=== TEXT SECTION ===
If you're looking for meat for one, look into the mediterranean birds. They are super thrifty, excellent free rangers and will outlay anything else. They are white egg layers if egg color is important to you though. And are "wary" I won't call them flighty because they're not, but that same wariness makes them more apt to notice the predators and make an escape if ranging.

A mellow bird that lays well, thrives in all climates, and has good meat qualities sounds an awful lot like the Langshan. They are a stately fowl that are better layers, more active then other asiatics. Lay a tinted brown egg. Very very hardy. They will go broody about once a year and I've always found them to be excellent mothers. None of the colors are particularly hard to breed (save Blue, but that's much easier than a lot of pattern patterns {pencilled, spangled, speckled, mottled etc}). The only downside I've ever experienced is it really does take about 24+ weeks for the males to fill out to market weights.
 
Interesting. I've never looked at the langshan , or any of the orientals really.... I'll check out mediterraneans as well. Thanks!
===
EXERCISE INSTRUCTIONS:
Extend the chicken breed discussion above by adding what comes next after its final post.
=== GIVEN RECORDS ===
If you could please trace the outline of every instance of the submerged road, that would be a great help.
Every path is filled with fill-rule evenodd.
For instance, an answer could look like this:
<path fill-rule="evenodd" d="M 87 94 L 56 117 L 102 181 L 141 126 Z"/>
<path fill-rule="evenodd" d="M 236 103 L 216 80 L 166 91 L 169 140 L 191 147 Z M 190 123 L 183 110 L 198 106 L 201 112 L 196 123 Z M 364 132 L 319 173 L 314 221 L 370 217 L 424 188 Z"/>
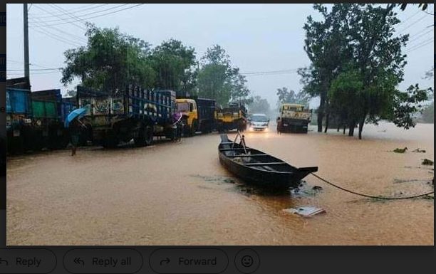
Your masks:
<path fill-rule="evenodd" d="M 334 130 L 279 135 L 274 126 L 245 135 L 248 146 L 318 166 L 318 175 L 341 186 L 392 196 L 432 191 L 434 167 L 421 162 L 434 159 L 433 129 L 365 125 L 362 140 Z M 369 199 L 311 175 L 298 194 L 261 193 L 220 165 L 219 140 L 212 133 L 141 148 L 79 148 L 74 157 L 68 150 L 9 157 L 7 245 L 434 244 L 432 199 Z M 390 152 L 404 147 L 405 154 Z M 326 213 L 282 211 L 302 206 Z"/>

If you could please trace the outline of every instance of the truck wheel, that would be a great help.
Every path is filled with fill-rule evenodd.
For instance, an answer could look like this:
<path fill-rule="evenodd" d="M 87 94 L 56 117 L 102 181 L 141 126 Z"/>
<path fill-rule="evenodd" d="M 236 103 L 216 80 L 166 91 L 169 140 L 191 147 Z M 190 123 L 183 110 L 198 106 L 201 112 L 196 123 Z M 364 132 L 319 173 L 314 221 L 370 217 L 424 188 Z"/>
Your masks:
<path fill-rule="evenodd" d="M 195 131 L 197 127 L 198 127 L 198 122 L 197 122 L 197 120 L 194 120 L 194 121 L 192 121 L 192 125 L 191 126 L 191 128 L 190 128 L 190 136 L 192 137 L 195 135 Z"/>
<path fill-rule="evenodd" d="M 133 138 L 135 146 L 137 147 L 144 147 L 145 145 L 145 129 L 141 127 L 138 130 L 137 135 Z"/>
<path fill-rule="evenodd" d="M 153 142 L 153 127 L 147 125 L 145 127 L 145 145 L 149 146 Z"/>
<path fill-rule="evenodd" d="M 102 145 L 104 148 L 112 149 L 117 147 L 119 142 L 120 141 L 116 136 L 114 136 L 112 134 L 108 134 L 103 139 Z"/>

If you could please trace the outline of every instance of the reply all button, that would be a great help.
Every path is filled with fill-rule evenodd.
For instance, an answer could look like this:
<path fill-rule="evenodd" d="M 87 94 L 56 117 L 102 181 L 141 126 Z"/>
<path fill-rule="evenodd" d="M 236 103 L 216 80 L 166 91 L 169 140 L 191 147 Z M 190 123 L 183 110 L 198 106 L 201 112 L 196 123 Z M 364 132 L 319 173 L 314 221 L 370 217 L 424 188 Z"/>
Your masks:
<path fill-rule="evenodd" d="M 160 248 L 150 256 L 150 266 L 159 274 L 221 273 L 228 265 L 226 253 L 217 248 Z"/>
===
=== GIVEN RECORDS ===
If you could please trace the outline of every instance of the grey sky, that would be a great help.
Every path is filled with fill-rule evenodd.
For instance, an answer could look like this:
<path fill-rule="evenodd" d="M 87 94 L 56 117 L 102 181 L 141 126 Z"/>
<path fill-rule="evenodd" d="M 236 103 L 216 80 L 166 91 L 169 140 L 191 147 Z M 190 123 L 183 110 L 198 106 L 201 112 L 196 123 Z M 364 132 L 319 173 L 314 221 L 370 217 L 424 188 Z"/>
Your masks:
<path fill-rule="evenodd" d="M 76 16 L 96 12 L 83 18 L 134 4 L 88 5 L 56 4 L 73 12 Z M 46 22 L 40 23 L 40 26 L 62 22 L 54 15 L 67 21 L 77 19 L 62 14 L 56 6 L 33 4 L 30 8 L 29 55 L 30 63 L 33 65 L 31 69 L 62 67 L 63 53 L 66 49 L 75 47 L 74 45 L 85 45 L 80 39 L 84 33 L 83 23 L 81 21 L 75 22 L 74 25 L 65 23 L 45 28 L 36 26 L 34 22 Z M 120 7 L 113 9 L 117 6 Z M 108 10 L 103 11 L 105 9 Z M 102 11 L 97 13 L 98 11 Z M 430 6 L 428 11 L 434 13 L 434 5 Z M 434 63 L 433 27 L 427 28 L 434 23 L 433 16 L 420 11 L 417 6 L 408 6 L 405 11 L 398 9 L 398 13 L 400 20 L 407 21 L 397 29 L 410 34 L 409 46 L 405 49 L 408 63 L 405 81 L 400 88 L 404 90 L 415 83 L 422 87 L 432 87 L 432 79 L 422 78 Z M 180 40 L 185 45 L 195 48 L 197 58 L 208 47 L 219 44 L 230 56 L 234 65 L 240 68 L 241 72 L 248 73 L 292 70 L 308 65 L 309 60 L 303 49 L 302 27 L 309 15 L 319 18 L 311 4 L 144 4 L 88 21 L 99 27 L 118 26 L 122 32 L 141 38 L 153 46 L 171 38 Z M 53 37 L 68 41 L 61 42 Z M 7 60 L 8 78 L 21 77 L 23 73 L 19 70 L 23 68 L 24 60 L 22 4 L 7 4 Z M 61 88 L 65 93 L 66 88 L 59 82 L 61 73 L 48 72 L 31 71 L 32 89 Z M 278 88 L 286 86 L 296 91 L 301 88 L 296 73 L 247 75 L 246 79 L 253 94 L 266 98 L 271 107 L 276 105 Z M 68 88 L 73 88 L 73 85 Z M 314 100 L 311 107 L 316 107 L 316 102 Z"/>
===
EXERCISE RESPONSE:
It is true that Dominiques are slightly smaller, but they do not grow more quickly than a NH, quite to the contrary in fact. They would be a little easier on the feed bill. For size, you bring up a very valid point. I actually think a lot of people would be served much better by an Ancona, Leghorn, or Minorca. There there are savings, high production, superior foraging, birds tough as nails, fertility out the kazoo, much more predator alert than the larger birds. They eat much less. They are an optimal homesteading bird.

I missed where it was mentioned where the Dominique would grow faster than a NH. They shouldn't, but really I know nothing of Dominiques. I do find them interesting. I do know NHs.

I think you get my point on size. This thread is called Farming and Homesteading Heritage Poultry. I think they are two different things. I like my NHs, and they fit me. I would not recommend them as homesteading birds, because they are not low input. Different birds for different times. I see breeds like the NH and Delaware as the link between before and now. These two came about as we became serious about large scale intensive rearing of poultry meat. They were it in their time. Their short time.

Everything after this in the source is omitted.